Exercises –
A - Answer these questions about the song popularity analysis.
(i) For how many "audio features" does Spotify provide data for every track?
(ii) Which six genres does the study evaluate?
(iii) About how many songs does the Kaggle dataset include?
B - Extend the song popularity analysis by writing what comes after its final sentence.

Reading passage –
----------
Song Popularity with SpotifyAPI

An analysis of song popularity through Spotify-generated characteristics.

Hannah Ahn

Introduction

What makes a song… popular? Trying to evaluate that empirically is difficult - there are so many variables when it comes to creating a song; melody, rhythm/tempo, lyrics, structure, message, and dynamics are just a few that arise in my mind, and each variable has within it more variation. That is to say that, combinations of a multitude of things contribute to a song’s popularity. While I can’t answer the question “what makes a song popular?” within the scope of this project, I can evaluate the relationship between three musical features (danceability, valence, and speechiness) and popularity across different genres. For every track on their platform, Spotify provides data for thirteen “audio features.” I’ve chosen to focus on three; danceability, valence, and speechiness. Spotify defines them as follows:

Danceability: Describes how suitable a track is for dancing based on a combination of musical elements including tempo, rhythm stability, beat strength, and overall regularity.

Valence: Describes the musical positiveness conveyed by a track. Tracks with high valence sound more positive (e.g. happy, cheerful, euphoric), while tracks with low valence sound more negative (e.g. sad, depressed, angry).

Speechiness: This detects the presence of spoken words in a track. The more exclusively speech-like the recording (e.g. talk show, audio book, poetry), the closer to 1.0 the attribute value.

In this study I evaluate six different genres of music (pop, edm, rap, r&b, latin, and rock) with these three features, and hypothesize that each can influence a song’s popularity within each genres. Understanding these relationships is useful for not only the music industry but also music researchers, as it can inform musicians, producers, and playlist curators about the elements that contribute to a song’s popularity. This analysis contributes to the broader understanding of how musical preferences vary across genres and the impact of specific features on a song’s overall appeal.

Data

I initially tried to use SpotifyAPI through the spotifyr package directly, but kept getting various server errors. Instead, I decided to use [someone else’s database on kaggle], that was created using SpotifyAPI(https://www.kaggle.com/datasets/joebeachcapital/30000-spotify-songs/). The dataset includes almost 30,000 songs from Spotify of various genres and national origin. Spotify records and makes available the following:

track_id
track_name
track_artist
track_popularity
track_album_id
track_album_name
track_album_release_date
playlist_name
playlist_id playlist_genre

playlist_subgenre
danceability
energy
key loudness
mode
speechiness acousticness
instrumentalness
liveness
valence tempo
duration_ms

The independent variables in this study are the six genres (pop, rap, rock, r&b, latin, and edm) and three musical attributes (danceability, valence, and speechiness). These are percentages from 0 - 100%, recorded as decimals to three places, and are created by Spotify. While Spotify’s exact specifications for what constitutes each attribute is opaque, it seems as though they take into account tempo, dynamics, key, and other variables for danceability and valence, while speechiness is an evaluation of the ratio of words to music.
----------
Entries –

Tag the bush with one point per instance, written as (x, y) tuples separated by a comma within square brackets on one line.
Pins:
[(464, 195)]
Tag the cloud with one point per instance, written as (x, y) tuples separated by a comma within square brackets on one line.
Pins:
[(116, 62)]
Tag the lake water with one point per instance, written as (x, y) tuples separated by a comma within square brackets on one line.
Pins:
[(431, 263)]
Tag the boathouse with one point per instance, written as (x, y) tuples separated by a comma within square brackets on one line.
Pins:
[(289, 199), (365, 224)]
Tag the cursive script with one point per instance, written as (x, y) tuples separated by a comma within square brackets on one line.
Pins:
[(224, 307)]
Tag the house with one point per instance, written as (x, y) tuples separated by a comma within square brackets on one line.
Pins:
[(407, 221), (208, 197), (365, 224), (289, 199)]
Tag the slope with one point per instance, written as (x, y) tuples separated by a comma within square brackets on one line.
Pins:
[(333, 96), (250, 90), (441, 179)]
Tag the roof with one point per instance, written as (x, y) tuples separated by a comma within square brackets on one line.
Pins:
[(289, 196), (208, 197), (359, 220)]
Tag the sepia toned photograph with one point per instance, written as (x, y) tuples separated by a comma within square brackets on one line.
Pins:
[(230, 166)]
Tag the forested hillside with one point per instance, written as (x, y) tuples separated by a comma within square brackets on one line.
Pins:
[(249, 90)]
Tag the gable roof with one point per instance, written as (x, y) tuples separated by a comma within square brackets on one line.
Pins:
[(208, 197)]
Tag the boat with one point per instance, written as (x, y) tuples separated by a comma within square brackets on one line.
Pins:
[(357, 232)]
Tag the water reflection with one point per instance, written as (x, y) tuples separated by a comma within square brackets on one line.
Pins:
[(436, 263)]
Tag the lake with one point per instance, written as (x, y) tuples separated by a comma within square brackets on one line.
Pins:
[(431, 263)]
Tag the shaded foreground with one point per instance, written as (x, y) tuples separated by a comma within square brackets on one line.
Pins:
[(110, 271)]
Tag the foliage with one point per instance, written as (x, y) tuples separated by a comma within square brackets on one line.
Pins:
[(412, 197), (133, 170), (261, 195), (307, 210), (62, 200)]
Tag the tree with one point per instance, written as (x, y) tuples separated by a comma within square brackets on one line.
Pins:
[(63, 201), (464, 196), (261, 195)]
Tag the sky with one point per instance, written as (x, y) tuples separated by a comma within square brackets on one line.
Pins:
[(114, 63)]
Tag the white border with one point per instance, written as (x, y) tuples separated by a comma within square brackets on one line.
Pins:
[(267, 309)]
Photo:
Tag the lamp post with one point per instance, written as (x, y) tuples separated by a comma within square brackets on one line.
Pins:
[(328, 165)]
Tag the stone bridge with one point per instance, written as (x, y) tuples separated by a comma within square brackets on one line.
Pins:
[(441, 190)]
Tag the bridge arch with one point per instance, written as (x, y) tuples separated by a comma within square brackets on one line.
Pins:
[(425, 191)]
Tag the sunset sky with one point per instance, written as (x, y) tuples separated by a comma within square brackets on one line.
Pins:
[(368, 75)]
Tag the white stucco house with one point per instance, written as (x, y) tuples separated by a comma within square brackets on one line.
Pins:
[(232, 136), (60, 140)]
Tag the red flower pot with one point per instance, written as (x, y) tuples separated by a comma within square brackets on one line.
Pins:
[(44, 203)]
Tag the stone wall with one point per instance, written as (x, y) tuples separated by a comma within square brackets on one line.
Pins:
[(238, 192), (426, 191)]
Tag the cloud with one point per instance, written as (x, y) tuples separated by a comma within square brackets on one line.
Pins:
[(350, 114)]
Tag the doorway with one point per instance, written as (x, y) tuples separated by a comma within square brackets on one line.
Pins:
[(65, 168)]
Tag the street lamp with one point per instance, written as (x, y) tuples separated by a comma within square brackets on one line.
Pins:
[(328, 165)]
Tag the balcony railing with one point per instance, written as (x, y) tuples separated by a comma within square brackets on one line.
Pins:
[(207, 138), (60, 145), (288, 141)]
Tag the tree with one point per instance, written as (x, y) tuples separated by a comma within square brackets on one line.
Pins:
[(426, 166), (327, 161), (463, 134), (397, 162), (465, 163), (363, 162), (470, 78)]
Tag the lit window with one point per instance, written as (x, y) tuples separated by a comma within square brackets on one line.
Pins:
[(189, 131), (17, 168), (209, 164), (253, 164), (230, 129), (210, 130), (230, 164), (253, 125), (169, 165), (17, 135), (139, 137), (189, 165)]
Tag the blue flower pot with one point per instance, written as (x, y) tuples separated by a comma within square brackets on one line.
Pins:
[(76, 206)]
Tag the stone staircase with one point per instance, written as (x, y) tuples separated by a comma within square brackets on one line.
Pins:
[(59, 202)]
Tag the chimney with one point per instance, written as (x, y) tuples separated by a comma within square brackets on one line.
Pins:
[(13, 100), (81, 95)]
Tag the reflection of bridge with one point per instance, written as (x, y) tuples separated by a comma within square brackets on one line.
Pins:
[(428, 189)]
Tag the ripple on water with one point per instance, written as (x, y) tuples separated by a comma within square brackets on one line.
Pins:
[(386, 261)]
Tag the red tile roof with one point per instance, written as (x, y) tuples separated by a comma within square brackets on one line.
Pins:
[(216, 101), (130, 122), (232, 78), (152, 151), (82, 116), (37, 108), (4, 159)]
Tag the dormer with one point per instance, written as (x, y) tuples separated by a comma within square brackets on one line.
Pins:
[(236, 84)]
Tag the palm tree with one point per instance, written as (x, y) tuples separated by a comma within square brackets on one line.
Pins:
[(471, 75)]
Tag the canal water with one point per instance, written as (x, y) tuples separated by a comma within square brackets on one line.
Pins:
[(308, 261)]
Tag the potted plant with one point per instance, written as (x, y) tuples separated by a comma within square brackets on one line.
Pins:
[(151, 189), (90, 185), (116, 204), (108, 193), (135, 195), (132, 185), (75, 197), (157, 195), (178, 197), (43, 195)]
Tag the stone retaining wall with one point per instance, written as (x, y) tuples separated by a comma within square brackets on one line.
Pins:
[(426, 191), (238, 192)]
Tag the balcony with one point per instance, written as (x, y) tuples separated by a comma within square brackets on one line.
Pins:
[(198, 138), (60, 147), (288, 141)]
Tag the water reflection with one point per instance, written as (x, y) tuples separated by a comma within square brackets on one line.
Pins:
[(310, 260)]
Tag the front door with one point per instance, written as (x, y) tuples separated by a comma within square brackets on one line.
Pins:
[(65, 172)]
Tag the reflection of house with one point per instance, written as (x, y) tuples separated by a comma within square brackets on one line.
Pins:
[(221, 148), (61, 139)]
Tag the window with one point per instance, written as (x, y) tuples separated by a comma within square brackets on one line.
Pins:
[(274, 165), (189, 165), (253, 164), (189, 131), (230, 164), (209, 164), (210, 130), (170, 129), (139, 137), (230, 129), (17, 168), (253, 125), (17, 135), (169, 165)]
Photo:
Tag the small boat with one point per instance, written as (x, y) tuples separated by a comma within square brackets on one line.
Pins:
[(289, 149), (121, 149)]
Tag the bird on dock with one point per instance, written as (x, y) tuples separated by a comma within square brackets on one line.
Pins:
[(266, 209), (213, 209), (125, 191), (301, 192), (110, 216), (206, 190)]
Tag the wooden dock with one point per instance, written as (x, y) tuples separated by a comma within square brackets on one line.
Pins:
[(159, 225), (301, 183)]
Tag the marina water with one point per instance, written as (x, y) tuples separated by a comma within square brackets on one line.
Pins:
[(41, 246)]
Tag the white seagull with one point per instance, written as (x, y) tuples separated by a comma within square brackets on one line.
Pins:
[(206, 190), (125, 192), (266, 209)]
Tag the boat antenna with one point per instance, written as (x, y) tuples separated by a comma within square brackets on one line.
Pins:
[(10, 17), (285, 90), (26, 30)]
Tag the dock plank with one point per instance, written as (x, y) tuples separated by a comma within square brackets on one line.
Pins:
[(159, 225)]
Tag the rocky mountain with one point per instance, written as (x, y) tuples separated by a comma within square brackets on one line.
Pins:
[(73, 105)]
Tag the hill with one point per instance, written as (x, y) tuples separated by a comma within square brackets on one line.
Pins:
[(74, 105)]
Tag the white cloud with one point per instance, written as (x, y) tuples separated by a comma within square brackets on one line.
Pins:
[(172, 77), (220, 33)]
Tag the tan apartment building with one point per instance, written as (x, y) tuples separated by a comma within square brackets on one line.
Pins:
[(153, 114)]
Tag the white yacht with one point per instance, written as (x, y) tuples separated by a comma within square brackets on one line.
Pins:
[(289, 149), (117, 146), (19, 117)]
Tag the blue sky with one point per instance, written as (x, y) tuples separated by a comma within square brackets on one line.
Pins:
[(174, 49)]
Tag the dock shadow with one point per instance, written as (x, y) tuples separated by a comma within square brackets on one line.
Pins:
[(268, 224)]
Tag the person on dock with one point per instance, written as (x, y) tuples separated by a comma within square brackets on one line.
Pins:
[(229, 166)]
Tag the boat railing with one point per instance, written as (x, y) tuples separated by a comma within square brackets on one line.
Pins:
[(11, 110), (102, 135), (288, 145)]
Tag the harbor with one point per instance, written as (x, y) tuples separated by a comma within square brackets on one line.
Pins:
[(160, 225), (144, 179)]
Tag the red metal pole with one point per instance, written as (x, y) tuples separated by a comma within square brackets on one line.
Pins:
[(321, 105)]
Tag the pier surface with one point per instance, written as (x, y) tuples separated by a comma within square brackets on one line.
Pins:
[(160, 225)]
----------
Final answers –
A -
(i) Thirteen.
(ii) Pop, edm, rap, r&b, latin, and rock.
(iii) Almost 30,000.

B -
The dependent variable is song popularity, which is measured by Spotify. It is a popularity index that ranks how popular an artist is relative to other artists on Spotify, from 0 - 100. Increasing this score can increase a song’s algorithmic reach (popping up on people’s recommended and Spotify-generated playlists). According to Spotify, the popularity index is influenced by recent stream count, save rate, number of playlists, skip rate, and share rate.

This study is cross-sectionally designed; the data was collected at a single point in time using SpotifyAPI and examines the relationships between variables as they exist at a particular moment. Data is observational and does not fall under before-after or diff in diff study design.

My primary hypothesis posits that certain musical attributes can predict a track’s popularity within distinct genres; In this study I evaluate six different genres of music (pop, edm, rap, r&b, latin, and rock) with these three features. My primary hypothesis posits that certain musical attributes can predict a track’s popularity within distinct genres; I hypothesize that songs with higher danceability will be more popular in genres like pop, edm, latin, and rap, but be less popular in r&b and rock, and that the same relationship exists with valence. I also hypothesize that songs with higher speechiness will be less popular in genres like pop and edm, but more popular in the remaining genres.

I believe these hypotheses might be true because genres like edm, pop, latin, and rap often prioritize energetic and uplifting music that encourages movement. Higher danceability and valence align with the upbeat and lively nature of pop, edm, latin, and rap, making such songs more likely to be embraced by listeners seeking an energetic experience. R&b and rock genres often feature a broader range of emotional expression, including slower tempos and more complex arrangements. Higher danceability and valence may be perceived as less characteristic of the emotional depth and complexity associated with these genres, potentially making them less popular among audiences seeking a different musical experience.

With regards to speechiness, pop and edm genres often emphasize catchy melodies and instrumentals, with vocals playing a crucial role. Higher speechiness, indicating a greater presence of vocal elements, might be perceived as less favorable in genres where instrumental and electronic elements are more prominent. In rap, r&b, latin, and rock genres, lyrics and vocal expression often play a more central role. Higher speechiness may be associated with lyrical depth and storytelling, enhancing the appeal of songs in these genres. Additionally, genres like rap often rely on clear and impactful vocal delivery, making speechiness a potentially positive factor in popularity.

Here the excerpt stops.